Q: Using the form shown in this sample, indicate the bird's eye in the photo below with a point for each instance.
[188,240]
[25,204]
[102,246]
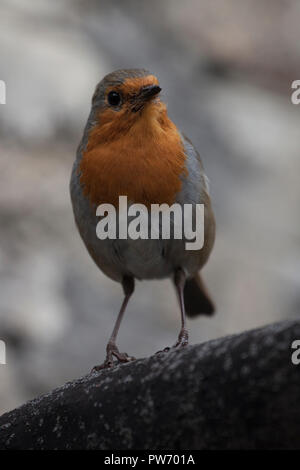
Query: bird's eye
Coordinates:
[114,98]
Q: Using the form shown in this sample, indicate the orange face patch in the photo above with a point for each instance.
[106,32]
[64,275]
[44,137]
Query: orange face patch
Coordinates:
[139,155]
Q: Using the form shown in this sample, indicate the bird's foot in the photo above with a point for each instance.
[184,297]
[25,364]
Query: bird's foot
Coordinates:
[183,340]
[113,351]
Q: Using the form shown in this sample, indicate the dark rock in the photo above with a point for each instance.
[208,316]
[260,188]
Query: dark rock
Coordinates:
[240,392]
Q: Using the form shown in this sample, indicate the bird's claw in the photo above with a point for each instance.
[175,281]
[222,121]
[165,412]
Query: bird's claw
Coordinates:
[183,340]
[112,351]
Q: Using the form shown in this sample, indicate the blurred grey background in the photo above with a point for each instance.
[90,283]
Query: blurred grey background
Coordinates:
[226,70]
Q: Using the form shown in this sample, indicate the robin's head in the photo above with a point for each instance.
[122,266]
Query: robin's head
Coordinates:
[130,145]
[123,97]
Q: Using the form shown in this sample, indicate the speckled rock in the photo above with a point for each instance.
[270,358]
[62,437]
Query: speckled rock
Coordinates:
[240,391]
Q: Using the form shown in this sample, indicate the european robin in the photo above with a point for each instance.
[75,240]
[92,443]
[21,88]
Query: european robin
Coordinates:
[130,147]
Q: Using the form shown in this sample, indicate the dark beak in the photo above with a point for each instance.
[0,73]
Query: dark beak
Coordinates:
[145,94]
[148,92]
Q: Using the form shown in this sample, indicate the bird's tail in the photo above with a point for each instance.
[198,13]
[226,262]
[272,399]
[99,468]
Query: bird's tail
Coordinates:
[197,300]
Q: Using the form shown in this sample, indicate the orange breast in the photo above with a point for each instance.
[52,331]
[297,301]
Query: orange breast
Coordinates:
[140,157]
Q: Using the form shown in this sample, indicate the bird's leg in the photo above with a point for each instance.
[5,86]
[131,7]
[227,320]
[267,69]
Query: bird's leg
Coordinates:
[183,337]
[179,281]
[111,348]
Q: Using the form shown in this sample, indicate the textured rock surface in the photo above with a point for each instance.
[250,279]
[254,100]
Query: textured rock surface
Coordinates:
[235,392]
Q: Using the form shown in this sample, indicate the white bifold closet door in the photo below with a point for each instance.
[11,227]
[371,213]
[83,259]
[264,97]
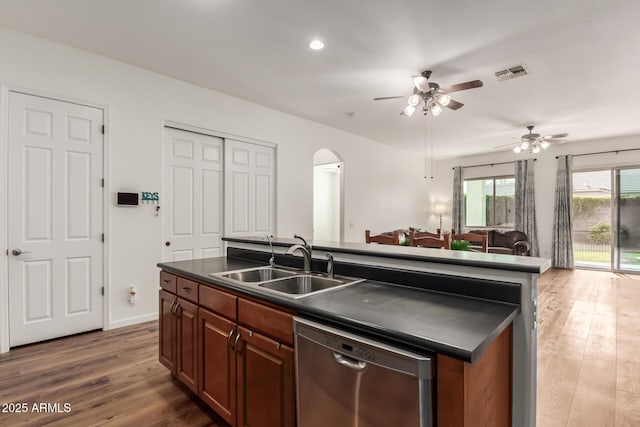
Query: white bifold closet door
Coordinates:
[192,206]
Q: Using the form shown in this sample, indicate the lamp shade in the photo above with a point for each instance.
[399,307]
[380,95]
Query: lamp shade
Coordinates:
[439,208]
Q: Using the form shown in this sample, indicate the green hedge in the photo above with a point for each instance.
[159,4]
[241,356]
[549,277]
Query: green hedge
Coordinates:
[586,205]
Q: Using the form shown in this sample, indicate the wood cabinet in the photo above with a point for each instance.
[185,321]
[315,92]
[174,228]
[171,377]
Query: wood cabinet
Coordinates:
[218,364]
[265,381]
[167,328]
[476,395]
[178,330]
[236,354]
[186,343]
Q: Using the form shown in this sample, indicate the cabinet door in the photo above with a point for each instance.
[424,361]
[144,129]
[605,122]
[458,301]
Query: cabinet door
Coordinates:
[217,364]
[265,382]
[187,344]
[167,327]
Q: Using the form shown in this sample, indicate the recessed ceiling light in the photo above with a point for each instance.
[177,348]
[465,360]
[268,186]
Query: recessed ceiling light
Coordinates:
[316,44]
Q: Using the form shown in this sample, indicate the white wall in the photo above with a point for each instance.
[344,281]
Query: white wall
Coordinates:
[381,192]
[326,202]
[545,175]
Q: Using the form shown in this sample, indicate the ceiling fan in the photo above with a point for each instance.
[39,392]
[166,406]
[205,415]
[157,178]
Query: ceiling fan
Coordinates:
[534,142]
[429,96]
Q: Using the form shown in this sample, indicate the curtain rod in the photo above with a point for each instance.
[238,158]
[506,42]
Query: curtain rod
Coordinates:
[603,152]
[491,164]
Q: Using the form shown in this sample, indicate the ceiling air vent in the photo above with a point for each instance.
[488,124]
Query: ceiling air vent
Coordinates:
[512,72]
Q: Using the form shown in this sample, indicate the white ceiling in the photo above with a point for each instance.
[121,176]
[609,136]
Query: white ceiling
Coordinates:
[584,58]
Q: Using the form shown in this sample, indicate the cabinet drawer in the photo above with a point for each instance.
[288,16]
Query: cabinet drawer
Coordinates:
[168,282]
[219,302]
[187,289]
[274,323]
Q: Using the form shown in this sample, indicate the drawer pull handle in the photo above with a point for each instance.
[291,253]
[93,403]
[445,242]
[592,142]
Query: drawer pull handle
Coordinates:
[229,339]
[235,344]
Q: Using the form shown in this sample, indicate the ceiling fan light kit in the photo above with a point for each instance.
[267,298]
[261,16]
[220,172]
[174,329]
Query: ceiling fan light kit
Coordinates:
[430,97]
[534,142]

## [WHAT YOU NEED TO DO]
Reproduce all of the material above verbatim, omitting the pictures.

## [SOLUTION]
Q: Using the form shown in this sample, indicate the bird's eye in the photo below with a point for each instance.
[188,240]
[25,204]
[102,246]
Query: bird's eye
Coordinates:
[114,98]
Q: Using the form shown in this sample, indicate the orange face patch in the photo above with a point for each instance.
[106,32]
[64,275]
[44,137]
Query: orange face patch
Coordinates:
[139,155]
Q: Using the form shown in this sample, indicate the bird's foot in the photo above with a point for each instance.
[184,297]
[25,364]
Query: bird's foot
Coordinates:
[183,340]
[113,351]
Q: Using the form shown in this sample, indicate the dark rock in the photo above with a point for each instance.
[208,316]
[260,188]
Query: dark rock
Coordinates:
[240,392]
Q: Using the form shown in this sample, indicate the bird's claw in the photo above with a point for each instance.
[175,281]
[222,121]
[165,412]
Query: bird's claw
Coordinates:
[183,340]
[112,351]
Q: Using the form shown in this sample, indicate the blurred grey background in the photo above with a point for each instance.
[90,283]
Query: blurred grey background
Coordinates:
[226,70]
Q: Using the form shown in this sample, indicate the robin's head in the photo above with a point for each instance.
[122,266]
Query: robin's head
Coordinates:
[130,145]
[123,97]
Q: Using the form shown in this sample, indicate the speckled rock in the photo above with a point for each instance.
[270,358]
[62,437]
Query: speckled rock
Coordinates:
[240,391]
Q: Using the form shown in this sample, indicate the european robin in the photo above with a point for each instance.
[75,240]
[92,443]
[21,88]
Query: european robin
Coordinates:
[130,147]
Q: Using the form shown in this sample, indicate the dark beak in the photo above with a point for each instance.
[0,73]
Query: dark beak
Coordinates:
[145,94]
[148,92]
Q: Using the form shown in this sample, indicate the bird's tail in the photo above with a point for each instance.
[198,13]
[226,262]
[272,399]
[99,468]
Query: bird's tail
Coordinates:
[197,300]
Q: Using the form shown in this sample, indicate the orange breast in the photo above with a point for each instance.
[52,331]
[297,301]
Query: orange breast
Coordinates:
[140,157]
Q: Using the form shown in this sample, indicate the bird's leg in the photo above with a point for each instance.
[5,86]
[131,7]
[227,320]
[267,69]
Query: bird's leg
Coordinates:
[183,337]
[179,281]
[111,348]
Q: Using the form shown in this sample, indicate the textured rock surface in the photo above with a point for each instance.
[250,279]
[254,100]
Query: textured rock surface
Coordinates:
[235,392]
Q: Using the form shown in this sample, indicate the white bifold closet door in the photo below with a point for each instance.
[11,227]
[371,213]
[83,259]
[264,97]
Query: white bifold closet door
Coordinates:
[192,206]
Q: Using the form shown in this sample, indicate the lamp shade in the photo above with a point for each instance.
[399,307]
[380,95]
Query: lamp shade
Coordinates:
[439,208]
Q: Using the form shown in this sample, indicate the green hedge in the photo above with a point for each instance.
[159,4]
[241,356]
[549,277]
Query: green hedge
Coordinates:
[586,205]
Q: Using the form shown in this sample, indicate the wood cabinet in the photo above with a point for each instance.
[185,321]
[315,92]
[174,228]
[171,377]
Query: wood cabinet
Coordinates:
[218,364]
[265,381]
[167,328]
[476,395]
[178,330]
[236,354]
[186,343]
Q: Using the form shown in this sample, indicate the cabinet door in the photo above with a point for each instance.
[424,361]
[144,129]
[605,122]
[458,301]
Query: cabinet door
Coordinates:
[217,364]
[265,382]
[187,344]
[167,327]
Q: Using the form shown in this sample, indicate the recessed ceiling light in the photo above with a point for each instance.
[177,348]
[465,360]
[268,186]
Query: recessed ceiling light
Coordinates:
[316,44]
Q: Using the form shown in this sample, indicate the white wall in the photo above with a point for each instance.
[344,281]
Query: white wall
Coordinates:
[381,192]
[326,202]
[545,175]
Q: Using the form shown in this sample, indicate the ceiling fan in the photo above with a point for each instance.
[39,392]
[166,406]
[205,415]
[157,178]
Query: ceiling fan
Coordinates:
[534,142]
[429,96]
Q: Using the form shown in this sample, indicate the curtain rod in the photo above with a point for each instance.
[238,158]
[506,42]
Query: curtain rod
Coordinates:
[603,152]
[491,164]
Q: Using the form shown in this sample, indicate the ceiling air vent in the photo above with a point for each instance.
[488,124]
Query: ceiling air vent
Coordinates:
[512,72]
Q: Using the form shown in this sample, indicate the white ceiling in the photo above with a point for each instance.
[121,176]
[609,136]
Query: white ceiling
Coordinates:
[584,58]
Q: Using the form shown in this sample, indicate the cabinet drawer in the photo above with a point for each instance.
[288,16]
Query: cabinet drawer
Coordinates:
[168,282]
[219,302]
[187,289]
[274,323]
Q: Using the form shown in this sample, indicate the drawer pull handle in the photo above with a point for each instance.
[291,253]
[93,403]
[445,242]
[592,142]
Query: drawer pull handle
Coordinates:
[229,339]
[235,344]
Q: Using the form shown in this sample, indicate the ceiling fan light kit in the photo above with a point for each instance.
[267,298]
[261,16]
[220,172]
[174,329]
Query: ceiling fan light kit
Coordinates:
[430,97]
[534,142]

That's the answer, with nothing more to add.